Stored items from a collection
┄┄┄┄┄┄
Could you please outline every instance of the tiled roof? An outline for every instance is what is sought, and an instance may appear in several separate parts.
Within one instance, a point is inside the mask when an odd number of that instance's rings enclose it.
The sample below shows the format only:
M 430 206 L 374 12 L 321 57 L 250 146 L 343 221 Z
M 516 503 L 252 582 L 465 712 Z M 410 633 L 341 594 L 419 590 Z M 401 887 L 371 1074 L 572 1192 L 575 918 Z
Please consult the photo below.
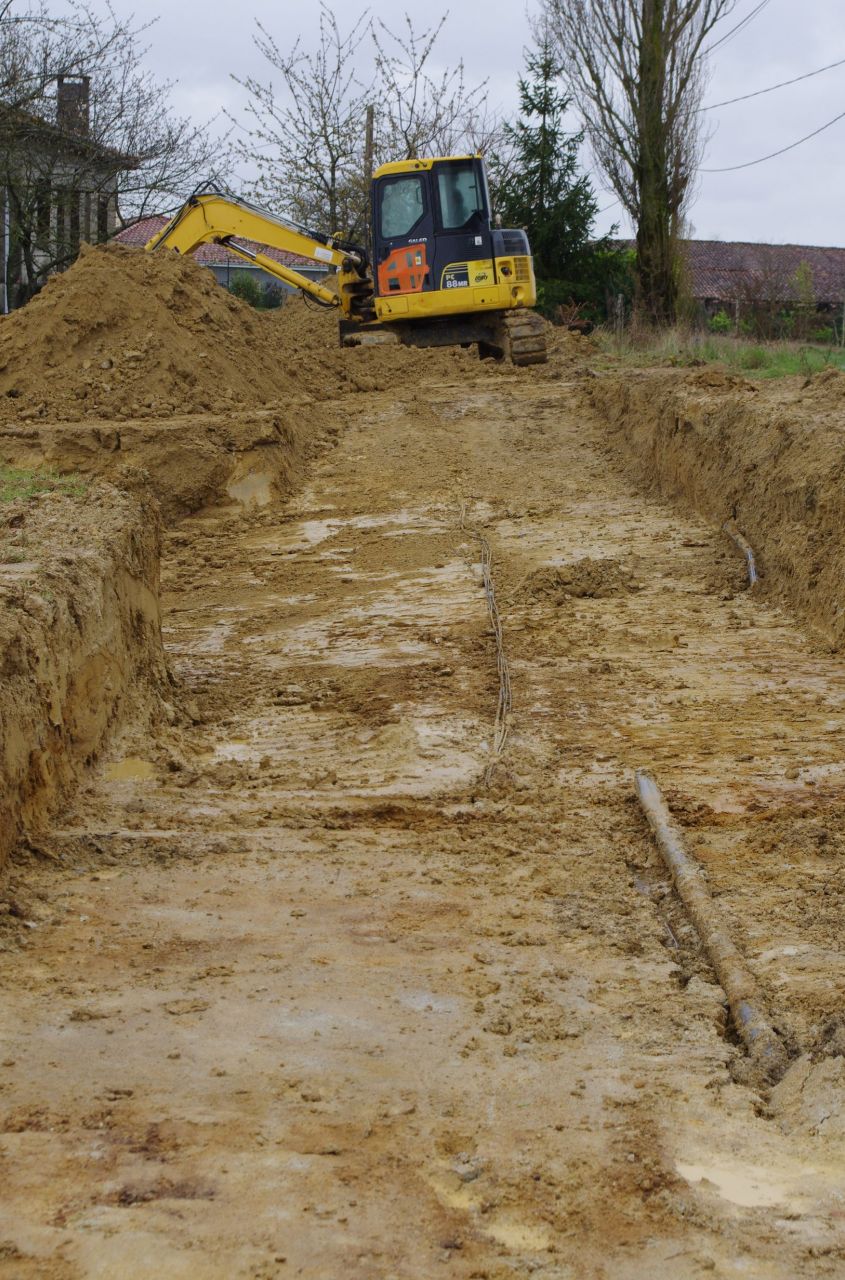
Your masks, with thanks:
M 140 222 L 133 222 L 128 227 L 124 227 L 122 231 L 118 231 L 114 237 L 119 244 L 128 244 L 143 248 L 148 240 L 161 231 L 162 227 L 167 223 L 167 218 L 163 214 L 154 214 L 151 218 L 142 218 Z M 272 258 L 274 262 L 280 262 L 284 267 L 316 267 L 322 270 L 322 263 L 312 262 L 310 258 L 303 258 L 298 253 L 285 253 L 283 249 L 273 249 L 267 244 L 257 244 L 254 240 L 244 240 L 243 242 L 253 253 L 265 253 L 268 258 Z M 228 249 L 224 249 L 219 244 L 203 244 L 200 245 L 196 253 L 193 255 L 194 261 L 199 262 L 204 267 L 211 266 L 229 266 L 244 267 L 247 264 L 243 258 L 239 258 L 237 254 L 230 253 Z
M 806 263 L 817 302 L 845 301 L 845 249 L 721 240 L 684 240 L 682 245 L 696 298 L 796 301 L 795 273 Z
M 617 241 L 635 249 L 633 240 Z M 796 302 L 795 273 L 806 263 L 817 303 L 845 303 L 845 249 L 741 240 L 682 240 L 692 296 L 714 302 Z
┄┄┄┄┄┄
_Exercise_.
Keeping the pictures out, output the records from above exactly and completely.

_Output_.
Could you please outline every instance of the tiled roof? An outline for every instance is what is sought, and an instance may appear in several separate parts.
Within one instance, a point is inside the mask when an odd number of that instance's rings enclose it.
The sample below shows the format only:
M 430 206 L 374 12 L 321 57 L 250 146 L 343 221 Z
M 516 503 L 252 582 L 465 712 Z M 410 633 L 341 594 L 419 590 Z M 401 887 L 371 1074 L 572 1192 L 575 918 Z
Please consult the photo below.
Your masks, with thanks:
M 140 222 L 133 222 L 128 227 L 124 227 L 122 231 L 118 231 L 114 237 L 119 244 L 128 244 L 143 248 L 148 240 L 161 231 L 162 227 L 167 223 L 167 218 L 163 214 L 154 214 L 151 218 L 142 218 Z M 272 258 L 274 262 L 280 262 L 284 267 L 316 267 L 322 270 L 322 263 L 312 262 L 310 258 L 303 258 L 298 253 L 285 253 L 283 249 L 273 249 L 267 244 L 257 244 L 254 240 L 244 240 L 243 242 L 253 253 L 265 253 L 268 258 Z M 228 249 L 224 249 L 219 244 L 203 244 L 200 245 L 196 253 L 193 255 L 194 261 L 199 262 L 204 267 L 211 266 L 229 266 L 244 267 L 247 264 L 243 258 L 239 258 L 237 254 L 230 253 Z
M 806 263 L 817 302 L 845 301 L 845 249 L 721 240 L 684 240 L 682 245 L 696 298 L 796 301 L 795 273 Z
M 617 241 L 635 249 L 633 240 Z M 796 302 L 795 273 L 806 263 L 817 303 L 845 303 L 845 249 L 741 240 L 682 240 L 692 296 L 714 302 Z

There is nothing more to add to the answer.